YOUR ASSIGNMENT. Every entry that follows needs to be repeated exactly.

== Segment start ==

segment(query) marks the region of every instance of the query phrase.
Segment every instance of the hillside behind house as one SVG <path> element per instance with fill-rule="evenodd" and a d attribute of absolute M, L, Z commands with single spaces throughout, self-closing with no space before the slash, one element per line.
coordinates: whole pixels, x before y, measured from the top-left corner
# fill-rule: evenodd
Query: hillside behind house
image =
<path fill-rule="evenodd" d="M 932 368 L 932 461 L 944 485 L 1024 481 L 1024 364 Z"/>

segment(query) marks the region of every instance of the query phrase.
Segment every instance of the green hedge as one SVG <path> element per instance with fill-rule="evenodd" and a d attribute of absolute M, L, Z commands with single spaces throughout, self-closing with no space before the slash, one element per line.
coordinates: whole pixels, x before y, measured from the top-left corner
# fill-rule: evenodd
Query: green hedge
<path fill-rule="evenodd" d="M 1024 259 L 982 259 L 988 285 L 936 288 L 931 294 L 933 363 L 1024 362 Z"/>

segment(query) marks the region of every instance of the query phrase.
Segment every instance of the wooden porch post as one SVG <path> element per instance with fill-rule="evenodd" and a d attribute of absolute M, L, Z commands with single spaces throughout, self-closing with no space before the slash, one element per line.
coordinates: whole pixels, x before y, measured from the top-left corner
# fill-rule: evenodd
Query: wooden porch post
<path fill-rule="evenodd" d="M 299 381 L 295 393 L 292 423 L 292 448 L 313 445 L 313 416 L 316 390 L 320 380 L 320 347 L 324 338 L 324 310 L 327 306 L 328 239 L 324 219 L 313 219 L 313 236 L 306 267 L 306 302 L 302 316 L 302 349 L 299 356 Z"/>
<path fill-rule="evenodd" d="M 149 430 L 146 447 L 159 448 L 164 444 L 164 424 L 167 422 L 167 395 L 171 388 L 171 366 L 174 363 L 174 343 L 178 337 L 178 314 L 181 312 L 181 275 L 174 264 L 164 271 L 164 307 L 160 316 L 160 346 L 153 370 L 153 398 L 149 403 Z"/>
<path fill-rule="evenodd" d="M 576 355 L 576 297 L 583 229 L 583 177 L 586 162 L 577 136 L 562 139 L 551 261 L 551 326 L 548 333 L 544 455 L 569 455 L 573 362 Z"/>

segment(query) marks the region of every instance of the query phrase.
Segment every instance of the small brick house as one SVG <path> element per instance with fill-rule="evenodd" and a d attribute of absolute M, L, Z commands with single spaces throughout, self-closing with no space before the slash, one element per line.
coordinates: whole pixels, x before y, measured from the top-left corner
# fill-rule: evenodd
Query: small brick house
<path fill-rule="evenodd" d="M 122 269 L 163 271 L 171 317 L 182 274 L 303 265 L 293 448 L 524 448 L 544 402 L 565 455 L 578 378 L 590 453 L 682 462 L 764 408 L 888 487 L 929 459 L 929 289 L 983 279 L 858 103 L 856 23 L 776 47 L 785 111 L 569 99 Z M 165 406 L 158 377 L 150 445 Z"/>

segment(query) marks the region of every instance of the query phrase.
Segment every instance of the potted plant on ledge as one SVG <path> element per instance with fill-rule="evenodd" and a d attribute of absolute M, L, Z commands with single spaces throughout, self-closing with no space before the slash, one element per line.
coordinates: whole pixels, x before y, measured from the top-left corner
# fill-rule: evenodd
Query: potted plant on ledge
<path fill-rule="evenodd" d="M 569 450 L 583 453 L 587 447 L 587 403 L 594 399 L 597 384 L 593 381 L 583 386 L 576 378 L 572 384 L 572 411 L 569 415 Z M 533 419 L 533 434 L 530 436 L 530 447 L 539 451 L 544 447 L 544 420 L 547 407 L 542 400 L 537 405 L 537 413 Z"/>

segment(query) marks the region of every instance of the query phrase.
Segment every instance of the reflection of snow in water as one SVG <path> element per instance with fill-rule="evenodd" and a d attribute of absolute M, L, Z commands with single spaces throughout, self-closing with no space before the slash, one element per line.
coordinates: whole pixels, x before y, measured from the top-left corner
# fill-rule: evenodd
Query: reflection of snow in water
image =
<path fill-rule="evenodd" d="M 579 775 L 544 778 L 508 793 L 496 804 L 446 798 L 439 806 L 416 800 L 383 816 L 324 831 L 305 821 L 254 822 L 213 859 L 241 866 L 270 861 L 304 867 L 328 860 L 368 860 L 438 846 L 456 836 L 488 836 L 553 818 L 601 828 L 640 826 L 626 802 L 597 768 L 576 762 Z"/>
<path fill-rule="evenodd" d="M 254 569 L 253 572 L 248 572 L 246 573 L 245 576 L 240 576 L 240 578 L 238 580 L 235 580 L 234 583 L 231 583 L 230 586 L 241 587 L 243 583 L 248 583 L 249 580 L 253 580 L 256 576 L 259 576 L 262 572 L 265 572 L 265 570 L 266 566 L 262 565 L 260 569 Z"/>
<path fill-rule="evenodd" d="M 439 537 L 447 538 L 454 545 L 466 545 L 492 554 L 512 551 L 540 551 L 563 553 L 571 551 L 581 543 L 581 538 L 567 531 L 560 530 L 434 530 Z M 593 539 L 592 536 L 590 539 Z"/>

== Segment end ==

RESULT.
segment(query) marks the region of every instance of the query phrase.
Segment every instance of the hillside behind house as one SVG <path> element per instance with fill-rule="evenodd" and a d attribute of absolute M, L, Z commands with single spaces throughout, self-closing with no space before the slash, one element per line.
coordinates: whole pixels, x before y, measured from the top-left corner
# fill-rule: evenodd
Query: hillside behind house
image =
<path fill-rule="evenodd" d="M 932 368 L 932 461 L 944 485 L 1024 481 L 1024 364 Z"/>

segment(query) marks the region of every instance of the query phrase.
Segment every instance of the green hedge as one SVG <path> element per instance with fill-rule="evenodd" and a d attribute of absolute M, L, Z commands with single spaces throughout, self-closing with no space before the slash, one element per line.
coordinates: whole pixels, x before y, measured from the top-left corner
# fill-rule: evenodd
Query: green hedge
<path fill-rule="evenodd" d="M 1024 259 L 982 259 L 988 285 L 936 288 L 931 294 L 933 363 L 1024 362 Z"/>

segment(query) marks the region of every instance of the query phrase.
Segment every instance of the wooden porch post as one SVG <path> element per instance with fill-rule="evenodd" and a d attribute of absolute M, L, Z commands with single spaces throughout, self-closing with no space before the slash, one element per line.
coordinates: whole pixels, x before y, measured from the top-left corner
# fill-rule: evenodd
Query: wooden porch post
<path fill-rule="evenodd" d="M 299 381 L 295 393 L 292 423 L 292 448 L 313 445 L 313 416 L 316 390 L 320 380 L 320 347 L 324 338 L 324 310 L 327 306 L 328 239 L 324 219 L 313 219 L 313 236 L 306 267 L 306 302 L 302 316 L 302 349 L 299 356 Z"/>
<path fill-rule="evenodd" d="M 149 430 L 146 447 L 159 448 L 164 444 L 164 424 L 167 422 L 167 395 L 171 388 L 171 366 L 174 363 L 174 343 L 178 337 L 178 314 L 181 312 L 181 275 L 174 264 L 164 271 L 164 307 L 160 316 L 160 346 L 153 370 L 153 398 L 149 403 Z"/>
<path fill-rule="evenodd" d="M 576 355 L 576 297 L 583 229 L 583 177 L 586 162 L 577 136 L 562 139 L 551 261 L 551 326 L 548 333 L 544 455 L 569 455 L 573 362 Z"/>

segment(query) marks the region of every instance of the query phrase.
Segment every instance of the small brick house as one SVG <path> element per instance with fill-rule="evenodd" and a d attribute of absolute M, L, Z commands with single spaces throughout, self-closing with no space before the slash, one element per line.
coordinates: whole pixels, x before y, measured from the top-left corner
# fill-rule: evenodd
Query: small brick house
<path fill-rule="evenodd" d="M 122 269 L 163 271 L 171 317 L 182 274 L 303 265 L 293 448 L 524 448 L 544 402 L 565 455 L 578 378 L 590 453 L 682 462 L 764 408 L 888 487 L 929 459 L 929 289 L 983 279 L 858 103 L 856 23 L 776 47 L 785 111 L 569 99 Z M 165 406 L 158 377 L 150 445 Z"/>

segment(query) marks the region of every instance of the query phrase.
Segment every instance of the potted plant on ledge as one SVG <path> element per instance with fill-rule="evenodd" and a d attribute of absolute M, L, Z commands with single spaces throughout, self-closing with no space before the slash, one element per line.
coordinates: whole pixels, x before y, measured from the top-left corner
# fill-rule: evenodd
Query: potted plant on ledge
<path fill-rule="evenodd" d="M 569 450 L 583 453 L 587 447 L 587 403 L 594 399 L 597 384 L 593 381 L 583 386 L 576 378 L 572 384 L 572 411 L 569 415 Z M 533 419 L 533 434 L 530 436 L 530 447 L 539 451 L 544 447 L 544 420 L 547 407 L 542 400 L 537 405 L 537 413 Z"/>

segment(query) marks the region of every instance of the query phrase.
Segment every instance of the reflection of snow in water as one SVG <path> element per instance with fill-rule="evenodd" and a d attribute of absolute M, L, Z commands with single spaces throughout, self-closing with no space before the slash, one element per line.
coordinates: whole pixels, x before y, measured from the top-left corner
# fill-rule: evenodd
Query: reflection of snow in water
image =
<path fill-rule="evenodd" d="M 579 775 L 544 778 L 508 793 L 496 804 L 446 798 L 439 806 L 416 800 L 383 816 L 324 831 L 305 821 L 254 822 L 213 859 L 241 866 L 270 861 L 304 867 L 328 860 L 368 860 L 438 846 L 456 836 L 488 836 L 553 818 L 601 828 L 640 826 L 626 802 L 597 768 L 576 762 Z"/>
<path fill-rule="evenodd" d="M 254 569 L 253 572 L 248 572 L 246 573 L 245 576 L 240 576 L 240 578 L 238 580 L 235 580 L 234 583 L 231 583 L 230 586 L 241 587 L 243 583 L 248 583 L 249 580 L 253 580 L 256 576 L 259 576 L 262 572 L 265 572 L 265 570 L 266 566 L 262 565 L 260 569 Z"/>
<path fill-rule="evenodd" d="M 439 537 L 447 538 L 454 545 L 466 545 L 492 554 L 512 551 L 540 551 L 563 553 L 571 551 L 581 543 L 581 538 L 567 531 L 560 530 L 434 530 Z M 593 539 L 592 536 L 590 539 Z"/>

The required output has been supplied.